Source data

START

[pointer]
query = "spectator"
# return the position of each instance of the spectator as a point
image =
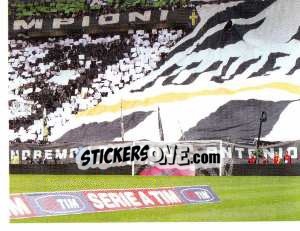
(287, 158)
(252, 159)
(276, 159)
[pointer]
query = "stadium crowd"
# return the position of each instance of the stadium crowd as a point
(51, 79)
(67, 8)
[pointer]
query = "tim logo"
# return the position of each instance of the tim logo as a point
(60, 204)
(197, 195)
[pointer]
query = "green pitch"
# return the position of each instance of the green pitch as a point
(242, 198)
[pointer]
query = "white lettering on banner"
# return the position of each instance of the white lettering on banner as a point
(73, 151)
(113, 200)
(144, 17)
(96, 202)
(117, 200)
(132, 199)
(34, 23)
(108, 19)
(164, 15)
(145, 199)
(61, 154)
(250, 151)
(37, 154)
(156, 195)
(48, 154)
(25, 154)
(227, 153)
(106, 200)
(67, 204)
(240, 150)
(17, 207)
(85, 21)
(170, 196)
(293, 152)
(57, 22)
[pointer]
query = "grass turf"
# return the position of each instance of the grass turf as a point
(243, 198)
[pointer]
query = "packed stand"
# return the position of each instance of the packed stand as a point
(52, 79)
(66, 8)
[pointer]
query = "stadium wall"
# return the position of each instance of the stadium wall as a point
(238, 170)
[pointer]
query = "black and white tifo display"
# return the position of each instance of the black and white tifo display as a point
(242, 58)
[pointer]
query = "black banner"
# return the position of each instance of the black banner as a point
(148, 19)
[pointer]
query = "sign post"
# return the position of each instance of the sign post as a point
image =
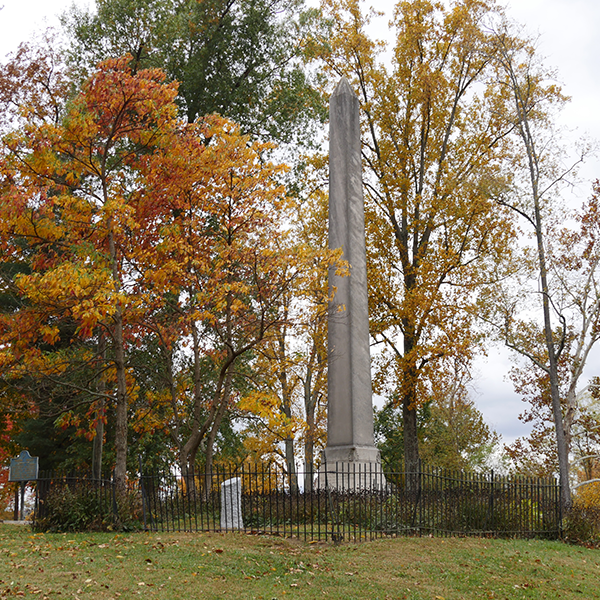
(24, 468)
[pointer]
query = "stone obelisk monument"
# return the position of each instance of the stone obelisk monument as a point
(350, 447)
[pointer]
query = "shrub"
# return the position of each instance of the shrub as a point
(84, 506)
(581, 524)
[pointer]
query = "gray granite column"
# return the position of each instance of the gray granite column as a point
(350, 409)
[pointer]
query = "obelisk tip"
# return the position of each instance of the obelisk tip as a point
(343, 87)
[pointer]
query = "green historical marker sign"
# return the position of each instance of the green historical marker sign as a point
(23, 468)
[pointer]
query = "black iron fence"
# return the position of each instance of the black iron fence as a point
(349, 505)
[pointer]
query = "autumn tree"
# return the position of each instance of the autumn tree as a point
(571, 258)
(238, 58)
(452, 432)
(67, 191)
(433, 129)
(220, 251)
(291, 386)
(540, 173)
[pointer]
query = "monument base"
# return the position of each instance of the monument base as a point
(351, 468)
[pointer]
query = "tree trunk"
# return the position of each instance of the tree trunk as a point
(412, 463)
(98, 443)
(212, 436)
(118, 341)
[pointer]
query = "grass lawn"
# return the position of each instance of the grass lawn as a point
(238, 566)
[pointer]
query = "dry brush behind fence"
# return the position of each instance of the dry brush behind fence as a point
(432, 502)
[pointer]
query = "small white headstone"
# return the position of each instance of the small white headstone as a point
(231, 504)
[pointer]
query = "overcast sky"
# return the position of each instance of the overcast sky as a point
(569, 41)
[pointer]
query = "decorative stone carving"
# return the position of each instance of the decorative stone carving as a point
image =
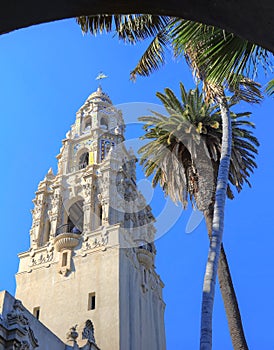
(42, 258)
(88, 332)
(95, 242)
(66, 241)
(17, 320)
(16, 316)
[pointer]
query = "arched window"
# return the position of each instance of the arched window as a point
(75, 219)
(83, 160)
(87, 124)
(104, 123)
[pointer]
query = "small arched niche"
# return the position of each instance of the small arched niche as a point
(75, 219)
(87, 124)
(83, 160)
(104, 123)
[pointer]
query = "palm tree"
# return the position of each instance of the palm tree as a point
(198, 43)
(184, 152)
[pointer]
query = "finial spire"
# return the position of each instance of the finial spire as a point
(100, 76)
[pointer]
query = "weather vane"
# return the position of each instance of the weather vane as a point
(101, 76)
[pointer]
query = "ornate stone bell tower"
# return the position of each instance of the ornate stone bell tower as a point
(91, 256)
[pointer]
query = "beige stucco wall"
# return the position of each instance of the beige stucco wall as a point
(46, 339)
(63, 301)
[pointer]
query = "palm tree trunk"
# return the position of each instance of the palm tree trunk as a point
(228, 294)
(217, 229)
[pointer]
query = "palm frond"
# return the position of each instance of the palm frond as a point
(270, 87)
(153, 58)
(183, 149)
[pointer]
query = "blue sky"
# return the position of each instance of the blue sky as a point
(47, 72)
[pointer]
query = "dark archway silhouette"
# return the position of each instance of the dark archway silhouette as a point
(250, 19)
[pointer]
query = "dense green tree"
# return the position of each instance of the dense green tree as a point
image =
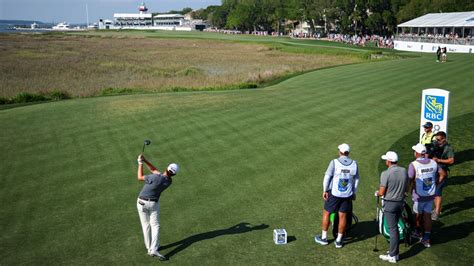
(347, 16)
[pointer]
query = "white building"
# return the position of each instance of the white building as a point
(455, 31)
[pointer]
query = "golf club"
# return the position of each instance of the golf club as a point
(145, 143)
(377, 220)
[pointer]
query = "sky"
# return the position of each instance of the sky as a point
(75, 11)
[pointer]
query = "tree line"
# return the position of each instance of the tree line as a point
(342, 16)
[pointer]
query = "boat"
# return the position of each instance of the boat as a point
(62, 26)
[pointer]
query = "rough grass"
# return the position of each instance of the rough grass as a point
(84, 65)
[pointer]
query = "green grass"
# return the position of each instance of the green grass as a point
(249, 156)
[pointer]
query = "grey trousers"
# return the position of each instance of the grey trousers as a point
(393, 212)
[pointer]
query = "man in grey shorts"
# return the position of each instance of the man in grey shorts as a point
(393, 185)
(148, 202)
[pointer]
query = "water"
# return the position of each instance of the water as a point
(8, 27)
(4, 27)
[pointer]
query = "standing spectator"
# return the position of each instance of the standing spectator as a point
(423, 174)
(444, 56)
(339, 189)
(443, 155)
(393, 185)
(148, 203)
(438, 54)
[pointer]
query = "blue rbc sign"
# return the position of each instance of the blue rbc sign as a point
(434, 108)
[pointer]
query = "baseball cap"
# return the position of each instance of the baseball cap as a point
(428, 125)
(419, 148)
(173, 168)
(343, 148)
(390, 156)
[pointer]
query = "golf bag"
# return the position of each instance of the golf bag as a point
(406, 225)
(351, 221)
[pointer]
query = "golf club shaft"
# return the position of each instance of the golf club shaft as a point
(377, 221)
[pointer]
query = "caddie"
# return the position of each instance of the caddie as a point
(424, 175)
(148, 202)
(339, 189)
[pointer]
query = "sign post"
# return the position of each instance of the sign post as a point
(434, 109)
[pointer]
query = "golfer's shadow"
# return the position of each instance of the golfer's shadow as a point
(362, 231)
(236, 229)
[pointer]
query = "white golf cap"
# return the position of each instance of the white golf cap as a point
(390, 156)
(419, 148)
(173, 168)
(344, 148)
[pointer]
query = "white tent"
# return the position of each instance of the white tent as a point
(455, 31)
(438, 20)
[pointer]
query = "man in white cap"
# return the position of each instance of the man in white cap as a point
(393, 185)
(148, 202)
(424, 174)
(339, 189)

END

Goal:
Print each line of the material above exactly, with the pictures removed from your copy.

Solution to the problem:
[pointer]
query = "spectator"
# return the position of each instance of the spectator as a point
image =
(287, 158)
(252, 159)
(276, 159)
[pointer]
query = "stadium crowd"
# return the position of each instance of the stadium crowd as a point
(51, 79)
(67, 8)
[pointer]
query = "tim logo"
# return the position of each instance of the tim logo as a point
(60, 204)
(197, 195)
[pointer]
query = "green pitch"
# return the position of each instance of the green pitch as a point
(242, 198)
[pointer]
query = "white lettering on banner"
# return the position of each instance of the white lettering on banner as a point
(73, 151)
(113, 200)
(144, 17)
(96, 202)
(117, 200)
(132, 199)
(34, 23)
(108, 19)
(164, 15)
(145, 199)
(61, 154)
(250, 151)
(37, 154)
(156, 195)
(48, 154)
(25, 154)
(227, 153)
(106, 200)
(67, 204)
(240, 150)
(17, 207)
(85, 21)
(170, 196)
(293, 152)
(57, 22)
[pointer]
query = "grass turf"
# return the position of each instance of the grass turf as a point
(243, 198)
[pointer]
query = "packed stand"
# return the position of each instance of the packed stand as a point
(52, 79)
(66, 8)
[pointer]
query = "stadium wall"
# return the position of each instance of the stadium wall as a point
(238, 170)
[pointer]
query = "black and white tifo display"
# return the position of each instance of the black and white tifo display as a point
(242, 58)
[pointer]
query = "black banner"
# return the position of each instance of the black banner as a point
(148, 19)
[pointer]
query = "sign post"
# return the position of each instance of the sign post as a point
image =
(24, 468)
[pointer]
query = "stone obelisk monument"
# return the position of each instance of the stone obelisk monument as a point
(350, 447)
[pointer]
query = "shrub"
# return the position of each instance of the shrub as a point
(84, 506)
(581, 524)
[pointer]
query = "gray granite column"
# return the position of each instance of the gray granite column as a point
(350, 409)
[pointer]
query = "obelisk tip"
# return the position of each instance of the obelisk tip as a point
(343, 87)
[pointer]
query = "green historical marker sign"
# return the position of each instance of the green historical marker sign as a point
(23, 468)
[pointer]
query = "black iron fence"
# return the position of each instance of the black iron fence as a point
(349, 505)
[pointer]
query = "autumn tree"
# return the position of each instance of the autumn tree as a point
(571, 258)
(238, 58)
(452, 432)
(67, 191)
(433, 129)
(220, 251)
(291, 386)
(540, 173)
[pointer]
query = "monument base"
# return the position of each instance of the monument base as a point
(351, 468)
[pointer]
query = "tree trunk"
# return the position of each instance of the tree trunk as a point
(412, 463)
(98, 443)
(212, 436)
(118, 341)
[pointer]
query = "grass lawn"
# return the position of each instance of the grass lawn as a point
(238, 566)
[pointer]
query = "dry brush behind fence"
# return the position of each instance of the dry brush behind fence as a point
(432, 502)
[pointer]
query = "small white headstone"
# return the position of each instance of the small white headstone as a point
(231, 504)
[pointer]
query = "overcast sky"
# return the position of each instance of the overcast sky as a point
(569, 41)
[pointer]
query = "decorative stone carving"
# return the position of each instance of the decorative stone carving as a point
image =
(42, 258)
(88, 332)
(95, 242)
(66, 241)
(17, 320)
(16, 316)
[pointer]
query = "arched window"
# return the position of each instance of the arched window as a point
(75, 219)
(83, 160)
(87, 124)
(104, 123)
[pointer]
query = "small arched niche"
# return the position of each instance of the small arched niche as a point
(75, 219)
(87, 124)
(83, 160)
(104, 123)
[pointer]
query = "palm tree"
# return the position of each instance of the palm tree as a point
(198, 43)
(184, 152)
[pointer]
query = "finial spire"
# return the position of each instance of the finial spire as a point
(100, 76)
[pointer]
query = "weather vane"
# return the position of each instance of the weather vane as a point
(101, 76)
[pointer]
query = "ornate stone bell tower"
# return the position of each instance of the ornate stone bell tower as a point
(91, 256)
[pointer]
query = "beige stucco wall"
# return the position of each instance of the beige stucco wall as a point
(46, 339)
(63, 301)
[pointer]
query = "palm tree trunk"
# return the position of each instance of the palm tree trunk as a point
(228, 294)
(217, 229)
[pointer]
query = "palm frond"
# return the position of each instance of the palm frond as a point
(270, 87)
(153, 58)
(183, 149)
[pointer]
query = "blue sky"
# return the position of each instance of the blue sky as a point
(47, 72)
[pointer]
query = "dark archway silhouette"
# return the position of each instance of the dark archway silhouette as a point
(250, 19)
[pointer]
query = "dense green tree"
# return the position of each instance of the dense green tree as a point
image =
(347, 16)
[pointer]
query = "white building"
# return the position of each instance of the white building as a point
(455, 31)
[pointer]
query = "golf club"
# return the position of each instance of the golf club as a point
(145, 143)
(377, 220)
[pointer]
query = "sky"
# return the position of each instance of the sky as a point
(75, 11)
[pointer]
query = "tree line"
# return the position of each instance of the tree line as a point
(342, 16)
[pointer]
query = "boat"
# return the position of each instance of the boat as a point
(62, 26)
[pointer]
query = "rough grass"
# return the position of each instance of the rough grass as a point
(84, 65)
[pointer]
query = "green grass"
# return the position of each instance of the green grass as a point
(249, 156)
[pointer]
query = "grey trousers"
# return the position of each instance of the grey trousers as a point
(393, 212)
[pointer]
query = "man in grey shorts"
# return the position of each instance of the man in grey shorts as a point
(393, 185)
(148, 202)
[pointer]
query = "water"
# return the position of each instance of the water as a point
(8, 27)
(4, 27)
[pointer]
query = "standing spectator"
# return the position of each instance of the standing spectator as a point
(423, 174)
(444, 56)
(339, 189)
(443, 155)
(393, 185)
(148, 203)
(438, 54)
[pointer]
query = "blue rbc sign"
# return the position of each instance of the blue rbc sign as a point
(434, 108)
[pointer]
query = "baseball cap"
# return the position of each instance of the baseball cap as a point
(428, 125)
(419, 148)
(173, 168)
(343, 148)
(390, 156)
[pointer]
query = "golf bag"
# return the position of each instance of the golf bag as a point
(406, 225)
(351, 221)
[pointer]
query = "golf club shaft"
# return the position of each instance of the golf club shaft as a point
(377, 221)
[pointer]
query = "caddie"
# return the position of each instance of the caddie as a point
(424, 175)
(148, 202)
(339, 189)
[pointer]
query = "sign post"
# return the position of each instance of the sign post as a point
(434, 109)
[pointer]
query = "golfer's shadow"
# return the position of each instance of the golfer's shadow as a point
(362, 231)
(236, 229)
[pointer]
query = "white golf cap"
# return the position of each instance of the white golf cap as a point
(390, 156)
(419, 148)
(173, 168)
(344, 148)
[pointer]
query = "white tent"
# return the position of each instance of the white tent as a point
(455, 31)
(438, 20)
[pointer]
query = "man in white cap"
# return the position of each instance of the man in white cap as a point
(393, 185)
(148, 202)
(424, 174)
(339, 189)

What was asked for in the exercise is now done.